INSTRUCTIONS TO FOLLOW ->
Repeat each of the items below, character for character.
>> BEGIN MATERIAL SUPPLIED
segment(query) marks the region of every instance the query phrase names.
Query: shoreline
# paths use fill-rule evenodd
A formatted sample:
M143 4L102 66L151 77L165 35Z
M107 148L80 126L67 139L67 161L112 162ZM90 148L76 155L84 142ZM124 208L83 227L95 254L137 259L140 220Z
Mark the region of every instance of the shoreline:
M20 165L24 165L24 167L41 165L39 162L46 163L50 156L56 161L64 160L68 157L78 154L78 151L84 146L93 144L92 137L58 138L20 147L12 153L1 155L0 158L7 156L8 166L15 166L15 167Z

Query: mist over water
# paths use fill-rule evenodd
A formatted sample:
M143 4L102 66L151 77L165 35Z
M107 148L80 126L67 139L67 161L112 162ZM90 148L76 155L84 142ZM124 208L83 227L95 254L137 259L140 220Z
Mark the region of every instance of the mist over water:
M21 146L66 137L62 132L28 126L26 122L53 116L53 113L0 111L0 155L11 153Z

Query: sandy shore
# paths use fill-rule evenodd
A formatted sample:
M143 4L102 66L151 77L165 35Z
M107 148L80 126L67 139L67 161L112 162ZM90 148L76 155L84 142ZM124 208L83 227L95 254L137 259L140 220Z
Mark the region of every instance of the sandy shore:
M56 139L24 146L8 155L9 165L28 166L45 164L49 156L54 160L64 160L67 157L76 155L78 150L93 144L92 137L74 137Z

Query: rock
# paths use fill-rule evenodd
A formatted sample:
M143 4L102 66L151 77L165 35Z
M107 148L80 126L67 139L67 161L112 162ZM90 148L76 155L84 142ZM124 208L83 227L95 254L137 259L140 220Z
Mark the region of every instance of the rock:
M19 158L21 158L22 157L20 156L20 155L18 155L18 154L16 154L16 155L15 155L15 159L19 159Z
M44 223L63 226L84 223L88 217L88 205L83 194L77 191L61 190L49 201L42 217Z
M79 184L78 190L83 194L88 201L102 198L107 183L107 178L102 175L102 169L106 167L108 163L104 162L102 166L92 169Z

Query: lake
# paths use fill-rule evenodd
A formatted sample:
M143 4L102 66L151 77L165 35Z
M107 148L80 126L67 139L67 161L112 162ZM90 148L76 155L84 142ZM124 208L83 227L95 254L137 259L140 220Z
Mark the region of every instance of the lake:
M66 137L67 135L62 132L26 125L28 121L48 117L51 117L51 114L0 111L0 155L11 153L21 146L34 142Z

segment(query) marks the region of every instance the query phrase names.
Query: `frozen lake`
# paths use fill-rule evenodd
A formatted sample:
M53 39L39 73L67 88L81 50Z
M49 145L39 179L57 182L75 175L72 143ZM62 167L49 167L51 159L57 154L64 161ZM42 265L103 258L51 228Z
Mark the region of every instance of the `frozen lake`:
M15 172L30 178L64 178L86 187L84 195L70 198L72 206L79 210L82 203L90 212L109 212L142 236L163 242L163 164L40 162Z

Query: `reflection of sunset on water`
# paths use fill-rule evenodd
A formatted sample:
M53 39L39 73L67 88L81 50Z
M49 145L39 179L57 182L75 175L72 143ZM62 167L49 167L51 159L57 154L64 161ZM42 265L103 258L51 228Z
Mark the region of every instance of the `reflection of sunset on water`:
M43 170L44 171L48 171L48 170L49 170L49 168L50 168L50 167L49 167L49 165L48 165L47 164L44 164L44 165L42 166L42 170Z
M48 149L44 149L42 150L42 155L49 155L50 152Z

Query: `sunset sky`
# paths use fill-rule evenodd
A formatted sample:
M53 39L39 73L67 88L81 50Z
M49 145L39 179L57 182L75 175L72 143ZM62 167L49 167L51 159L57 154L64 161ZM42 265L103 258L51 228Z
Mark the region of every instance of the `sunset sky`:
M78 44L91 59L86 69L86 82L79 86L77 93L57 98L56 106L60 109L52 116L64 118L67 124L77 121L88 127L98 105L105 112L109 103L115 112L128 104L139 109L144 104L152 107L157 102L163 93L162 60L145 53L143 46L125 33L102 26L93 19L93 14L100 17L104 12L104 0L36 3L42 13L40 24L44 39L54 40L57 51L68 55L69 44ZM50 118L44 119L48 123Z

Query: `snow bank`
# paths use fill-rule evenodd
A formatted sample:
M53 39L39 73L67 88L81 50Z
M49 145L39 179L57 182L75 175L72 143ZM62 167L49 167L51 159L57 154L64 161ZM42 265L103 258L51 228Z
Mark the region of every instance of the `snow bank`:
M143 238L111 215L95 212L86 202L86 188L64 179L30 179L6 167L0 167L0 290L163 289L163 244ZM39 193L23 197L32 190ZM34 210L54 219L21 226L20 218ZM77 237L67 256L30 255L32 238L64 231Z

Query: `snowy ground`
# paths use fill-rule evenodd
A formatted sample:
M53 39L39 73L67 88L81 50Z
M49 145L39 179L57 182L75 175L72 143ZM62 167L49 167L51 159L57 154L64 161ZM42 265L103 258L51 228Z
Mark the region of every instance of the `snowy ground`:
>> END MATERIAL SUPPLIED
OUTPUT FOR THIS EXERCISE ->
segment(query) marks the region of every instance the query phrase names.
Query: shoreline
# paths use fill-rule evenodd
A formatted sample:
M143 4L102 66L151 77L165 35Z
M107 148L80 126L67 139L67 161L112 162ZM90 148L76 155L84 142ZM124 208L83 227L95 254L137 259L140 220Z
Mark the region of every instance of the shoreline:
M20 165L24 165L24 167L41 165L39 162L46 163L50 156L56 161L64 160L68 157L78 154L78 151L84 146L93 144L92 137L58 138L20 147L12 153L1 155L0 158L7 156L8 166L15 166L15 167Z

Query: mist over water
# paths use fill-rule evenodd
A formatted sample:
M143 4L102 66L151 77L165 35Z
M107 148L80 126L67 139L67 161L112 162ZM90 148L76 155L84 142ZM124 208L83 227L95 254L137 259L140 220Z
Mark the region of every instance of the mist over water:
M21 146L66 137L62 132L28 126L26 122L53 116L53 113L0 111L0 155L11 153Z

Query: sandy shore
# paths use fill-rule evenodd
A formatted sample:
M143 4L102 66L151 77L165 35Z
M107 148L80 126L67 139L67 161L112 162ZM90 148L76 155L84 142ZM124 208L83 227L95 254L137 259L140 220Z
Mark the region of every instance of the sandy shore:
M56 139L24 146L8 155L9 165L28 166L45 164L49 156L54 160L64 160L67 157L76 155L78 150L93 144L92 137L74 137Z

Query: rock
# paths use fill-rule evenodd
A formatted sample:
M143 4L102 66L151 77L165 35Z
M107 148L80 126L67 139L67 161L112 162ZM90 148L76 155L84 142ZM124 208L83 227L95 254L137 259L140 220Z
Mark the region of every instance of the rock:
M19 158L21 158L22 157L20 156L20 155L18 155L18 154L16 154L16 155L15 155L15 159L19 159Z
M44 223L63 226L84 223L88 217L88 205L83 194L77 191L61 190L49 201L42 217Z
M79 184L78 190L83 194L88 201L102 198L107 183L107 178L102 175L102 169L106 167L108 163L104 162L102 166L92 169Z

Query: lake
# paths use fill-rule evenodd
A formatted sample:
M143 4L102 66L151 77L165 35Z
M107 148L80 126L67 139L67 161L112 162ZM90 148L76 155L84 142ZM124 208L83 227L95 254L137 259L140 220Z
Mark the region of every instance of the lake:
M66 137L67 135L62 132L26 125L28 121L48 117L51 117L51 114L0 111L0 155L11 153L21 146L34 142Z

segment(query) marks the region of every instance the query phrase names.
Query: `frozen lake`
# paths use fill-rule evenodd
A formatted sample:
M53 39L39 73L67 88L81 50Z
M49 145L39 179L57 182L75 175L72 143ZM62 167L49 167L51 159L57 154L64 161ZM42 265L103 258L51 228Z
Mark the region of every instance of the `frozen lake`:
M15 172L30 178L64 178L86 187L84 195L70 198L72 206L79 210L82 203L90 212L109 212L142 236L163 242L163 164L40 162Z

Query: `reflection of sunset on water`
# paths use fill-rule evenodd
A formatted sample:
M53 39L39 73L67 88L81 50Z
M49 145L39 179L57 182L75 175L72 143ZM62 167L49 167L51 159L57 154L64 161ZM42 265L103 258L51 228Z
Mark the region of every instance of the `reflection of sunset on water`:
M43 170L44 171L48 171L48 170L49 170L49 168L50 168L50 167L49 167L49 165L48 165L47 164L44 164L44 165L42 166L42 170Z
M48 149L44 149L42 150L42 155L49 155L50 152Z

Query: `sunset sky`
# paths use fill-rule evenodd
A formatted sample:
M53 39L39 73L67 88L81 50Z
M49 145L39 179L57 182L75 175L72 143ZM62 167L49 167L51 159L57 154L64 161ZM42 265L103 258L51 228Z
Mark the region of every instance of the `sunset sky`:
M78 44L91 59L86 69L86 82L79 86L77 93L57 98L56 106L60 109L52 116L64 118L67 124L77 121L88 127L98 105L105 112L109 103L115 112L128 104L139 109L144 104L152 107L157 102L163 93L162 60L145 53L143 46L125 33L102 26L93 19L93 14L100 17L104 12L104 0L36 3L42 13L40 24L44 39L54 40L57 51L68 55L69 44ZM50 118L44 119L48 123Z

Query: `snow bank`
# paths use fill-rule evenodd
A formatted sample:
M53 39L39 73L67 88L81 50Z
M49 145L39 179L57 182L75 175L72 143ZM62 167L49 167L51 159L57 154L64 161ZM42 265L103 258L51 228Z
Mark the region of every instance of the `snow bank`:
M143 238L111 215L95 212L86 202L86 188L64 179L30 179L6 167L0 167L0 290L163 289L163 244ZM39 193L23 197L32 190ZM34 210L54 219L21 226L20 218ZM77 237L67 256L30 255L32 238L64 231Z

Query: `snowy ground`
# paths use fill-rule evenodd
A formatted sample:
M53 39L39 73L67 88L81 50Z
M49 145L39 179L57 182L75 175L72 143ZM62 167L49 167L51 159L57 154L64 161ZM42 265L103 258L51 228Z
Mark the region of every instance of the `snowy ground`:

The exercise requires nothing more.